▸ **MATERIAL**:

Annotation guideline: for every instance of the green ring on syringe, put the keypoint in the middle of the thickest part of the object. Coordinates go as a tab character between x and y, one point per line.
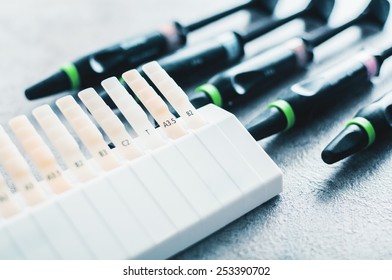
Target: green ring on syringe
367	126
287	110
73	74
213	93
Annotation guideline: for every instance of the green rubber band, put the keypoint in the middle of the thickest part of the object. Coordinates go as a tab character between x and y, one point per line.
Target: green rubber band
367	126
287	110
73	75
213	92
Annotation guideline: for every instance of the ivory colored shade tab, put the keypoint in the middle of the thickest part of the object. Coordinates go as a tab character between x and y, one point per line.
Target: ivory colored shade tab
174	94
134	114
65	144
8	205
19	171
110	123
88	133
154	104
40	154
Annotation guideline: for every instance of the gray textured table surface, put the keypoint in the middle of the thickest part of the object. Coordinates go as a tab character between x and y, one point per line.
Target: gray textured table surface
342	211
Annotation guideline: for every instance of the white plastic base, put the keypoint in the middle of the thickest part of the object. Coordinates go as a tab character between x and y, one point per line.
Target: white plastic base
155	206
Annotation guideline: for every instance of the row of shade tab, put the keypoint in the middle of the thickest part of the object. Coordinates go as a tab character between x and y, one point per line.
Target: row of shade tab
31	191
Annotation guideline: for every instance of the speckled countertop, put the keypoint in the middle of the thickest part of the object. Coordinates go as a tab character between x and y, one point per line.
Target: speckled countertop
342	211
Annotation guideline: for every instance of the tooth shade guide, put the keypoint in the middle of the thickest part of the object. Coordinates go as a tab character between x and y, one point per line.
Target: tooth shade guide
88	133
19	171
8	204
64	143
154	104
133	113
174	94
110	123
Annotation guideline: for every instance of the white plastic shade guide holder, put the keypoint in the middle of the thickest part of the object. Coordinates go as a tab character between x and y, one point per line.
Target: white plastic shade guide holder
133	113
88	133
110	123
40	154
8	205
174	94
95	233
125	226
19	171
65	144
154	104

▸ **EXERCISE DIRECTIONS**: Render every line of the listing above as a JSON array of strings, one string per line, with blank lines and the picture lines left out.

▸ **COMPLETE ANSWER**:
[
  "Annotation guideline: for every instance of the green ring on syringe, put the keypoint in the middle of the thickest part of the object. Coordinates go as a tab character between x and y, one point per line.",
  "Target: green ring on syringe",
  "367\t126",
  "287\t110",
  "73\t74",
  "213\t93",
  "Annotation guideline: for every instance of the green rubber band, put the keypoint in the middle of the thickest part of the object. Coordinates go as a tab character between x and y, one point per line.",
  "Target: green rubber band",
  "367\t126",
  "287\t110",
  "73\t75",
  "213\t92",
  "Annotation guideline: for every instance of the ivory colored shade tab, put the keypoint in the middle of the thickest part of the object. Coordinates go as a tab character between x and y, one point per line.",
  "Target: ivory colored shade tab",
  "174\t94",
  "134\t114",
  "65\t144",
  "8\t205",
  "19\t171",
  "110\t123",
  "88\t133",
  "154\t104",
  "40\t154",
  "Annotation guideline: for every instance of the gray textured table surface, put the keypoint in the middle of the thickest part of the object. Coordinates go as a tab character between x and y, one point per line.",
  "Target: gray textured table surface",
  "342\t211",
  "Annotation guideline: for every instance of the white plastic base, put the keypoint in the middle of the thickest part of the object. Coordinates go as a tab character between x and y, one point per line.",
  "Target: white plastic base",
  "155\t206",
  "Annotation guideline: for every instance of the row of shade tab, put the keypoint in the middle of the thickest part of the object. Coordinates go as a tab character between x and y, one point per line.",
  "Target: row of shade tab",
  "31\t191",
  "Annotation guideline: for every instance of the speckled countertop, put the keypoint in the middle of the thickest part of the object. Coordinates go as a tab character between x and y, one point per line.",
  "Target: speckled countertop",
  "342\t211",
  "Annotation guideline: for every instance of the tooth shade guide, put the keypoint in the middle of the thickest part of the object. Coordinates go as a tab character between x and y, one point per line.",
  "Target: tooth shade guide",
  "88\t133",
  "19\t171",
  "8\t204",
  "64\t143",
  "154\t104",
  "133\t113",
  "174\t94",
  "110\t123",
  "Annotation guideline: for every instance of the white plastic shade guide holder, put the keypoint in the middle of the thickest part of the object. Coordinates go as a tab character between x and y, one point per line.",
  "Target: white plastic shade guide holder",
  "133\t113",
  "88\t133",
  "110\t123",
  "40\t154",
  "8\t205",
  "174\t94",
  "95\t233",
  "125\t226",
  "19\t171",
  "65\t144",
  "154\t104"
]